Present the lines from the start of the rows through the one containing "Find the glass" as a numbered list, leaving out any blank lines.

[Items from a dataset]
══════════

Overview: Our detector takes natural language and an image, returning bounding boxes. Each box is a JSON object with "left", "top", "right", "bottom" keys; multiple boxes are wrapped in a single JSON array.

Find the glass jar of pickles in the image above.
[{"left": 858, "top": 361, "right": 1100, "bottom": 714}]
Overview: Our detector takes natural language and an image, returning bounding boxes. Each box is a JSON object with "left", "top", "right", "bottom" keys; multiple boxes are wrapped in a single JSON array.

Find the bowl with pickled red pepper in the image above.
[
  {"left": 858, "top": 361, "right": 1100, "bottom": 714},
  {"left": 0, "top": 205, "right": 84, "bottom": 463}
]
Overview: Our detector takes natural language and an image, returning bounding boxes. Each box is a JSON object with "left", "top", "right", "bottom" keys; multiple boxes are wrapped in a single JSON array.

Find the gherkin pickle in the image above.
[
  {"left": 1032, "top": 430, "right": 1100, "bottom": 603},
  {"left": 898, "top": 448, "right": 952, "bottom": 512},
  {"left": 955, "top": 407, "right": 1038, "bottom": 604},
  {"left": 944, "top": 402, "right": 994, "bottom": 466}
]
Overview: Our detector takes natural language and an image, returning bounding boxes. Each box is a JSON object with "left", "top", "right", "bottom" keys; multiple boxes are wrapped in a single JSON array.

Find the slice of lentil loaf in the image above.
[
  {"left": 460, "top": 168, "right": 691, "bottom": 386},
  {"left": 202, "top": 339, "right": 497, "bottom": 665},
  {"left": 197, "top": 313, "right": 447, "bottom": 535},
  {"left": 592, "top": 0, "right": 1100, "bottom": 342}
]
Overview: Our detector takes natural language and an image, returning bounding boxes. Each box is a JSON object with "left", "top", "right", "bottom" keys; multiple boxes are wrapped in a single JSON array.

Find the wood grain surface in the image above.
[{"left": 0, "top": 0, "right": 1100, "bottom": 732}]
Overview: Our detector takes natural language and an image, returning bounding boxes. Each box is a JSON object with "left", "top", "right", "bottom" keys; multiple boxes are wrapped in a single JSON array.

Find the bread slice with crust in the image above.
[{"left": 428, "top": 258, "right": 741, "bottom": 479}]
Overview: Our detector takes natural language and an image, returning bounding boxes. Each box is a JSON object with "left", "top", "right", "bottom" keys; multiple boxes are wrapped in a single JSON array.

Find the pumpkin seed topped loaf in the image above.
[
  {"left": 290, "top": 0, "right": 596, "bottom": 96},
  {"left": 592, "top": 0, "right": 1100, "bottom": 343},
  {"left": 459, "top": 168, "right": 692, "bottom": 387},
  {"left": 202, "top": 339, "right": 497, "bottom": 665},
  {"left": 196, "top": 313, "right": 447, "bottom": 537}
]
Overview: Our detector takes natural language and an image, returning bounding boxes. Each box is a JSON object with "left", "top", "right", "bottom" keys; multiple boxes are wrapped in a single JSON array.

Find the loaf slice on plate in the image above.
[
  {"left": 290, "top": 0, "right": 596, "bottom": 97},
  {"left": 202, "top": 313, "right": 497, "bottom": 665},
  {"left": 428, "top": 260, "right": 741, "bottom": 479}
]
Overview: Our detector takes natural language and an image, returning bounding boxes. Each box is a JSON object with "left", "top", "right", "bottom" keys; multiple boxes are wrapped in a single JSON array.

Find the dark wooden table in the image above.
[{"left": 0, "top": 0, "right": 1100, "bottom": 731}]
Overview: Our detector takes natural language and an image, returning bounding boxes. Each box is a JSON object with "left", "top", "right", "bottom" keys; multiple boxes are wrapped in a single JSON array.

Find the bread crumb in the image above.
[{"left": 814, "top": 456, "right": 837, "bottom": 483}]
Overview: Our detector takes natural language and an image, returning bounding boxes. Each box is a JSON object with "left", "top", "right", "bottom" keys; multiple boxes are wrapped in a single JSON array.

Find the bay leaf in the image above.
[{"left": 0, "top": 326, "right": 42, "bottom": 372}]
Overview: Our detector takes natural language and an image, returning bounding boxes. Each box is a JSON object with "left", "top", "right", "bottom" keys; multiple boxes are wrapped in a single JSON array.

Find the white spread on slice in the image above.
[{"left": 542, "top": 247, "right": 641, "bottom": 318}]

══════════

Result:
1. Overview: Our detector takes natural language and an image, returning bounding boxes. Each box is a JSON object with "left", "top", "right", "bottom" keys; multiple boxes are wrapped in a single JSON array.
2. Find the glass jar of pickles in the image above.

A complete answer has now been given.